Activity = For each line in the records that contains "find", make a copy.

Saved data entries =
═══

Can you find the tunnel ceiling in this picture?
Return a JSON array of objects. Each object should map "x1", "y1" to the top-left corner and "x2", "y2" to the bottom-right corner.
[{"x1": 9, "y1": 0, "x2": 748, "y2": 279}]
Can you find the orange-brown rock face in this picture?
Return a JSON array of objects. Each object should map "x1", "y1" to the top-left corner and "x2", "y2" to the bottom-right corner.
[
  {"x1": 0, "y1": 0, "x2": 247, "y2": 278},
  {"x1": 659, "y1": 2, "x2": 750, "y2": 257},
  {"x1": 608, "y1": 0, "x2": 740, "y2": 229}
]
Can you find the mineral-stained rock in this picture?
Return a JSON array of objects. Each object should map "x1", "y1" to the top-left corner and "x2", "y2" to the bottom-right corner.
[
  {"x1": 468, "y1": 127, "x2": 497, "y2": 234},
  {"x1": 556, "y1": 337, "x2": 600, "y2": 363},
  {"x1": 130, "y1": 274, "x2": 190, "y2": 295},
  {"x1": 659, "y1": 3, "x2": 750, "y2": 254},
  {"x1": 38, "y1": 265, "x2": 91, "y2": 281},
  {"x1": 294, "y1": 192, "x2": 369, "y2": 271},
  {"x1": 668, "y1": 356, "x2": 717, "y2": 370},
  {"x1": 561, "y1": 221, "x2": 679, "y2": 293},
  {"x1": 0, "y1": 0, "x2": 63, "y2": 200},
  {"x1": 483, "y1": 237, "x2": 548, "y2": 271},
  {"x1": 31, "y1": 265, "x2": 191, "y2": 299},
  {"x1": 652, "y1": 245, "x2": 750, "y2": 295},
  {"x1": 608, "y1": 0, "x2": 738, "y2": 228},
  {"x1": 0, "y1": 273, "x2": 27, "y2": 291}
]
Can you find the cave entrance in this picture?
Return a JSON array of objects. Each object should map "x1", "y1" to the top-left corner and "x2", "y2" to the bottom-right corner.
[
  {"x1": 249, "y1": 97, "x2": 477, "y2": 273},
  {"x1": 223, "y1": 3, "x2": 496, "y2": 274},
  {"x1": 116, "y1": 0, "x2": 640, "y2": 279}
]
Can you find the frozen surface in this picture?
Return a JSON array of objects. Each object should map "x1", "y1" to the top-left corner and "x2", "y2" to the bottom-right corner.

═══

Answer section =
Can you find the tunnel ceiling in this picture?
Can you find the orange-brown rock face in this picture?
Can you find the mineral-stained rock in this picture?
Can you find the cave entrance in this picture?
Can you find the frozen surface in this picture?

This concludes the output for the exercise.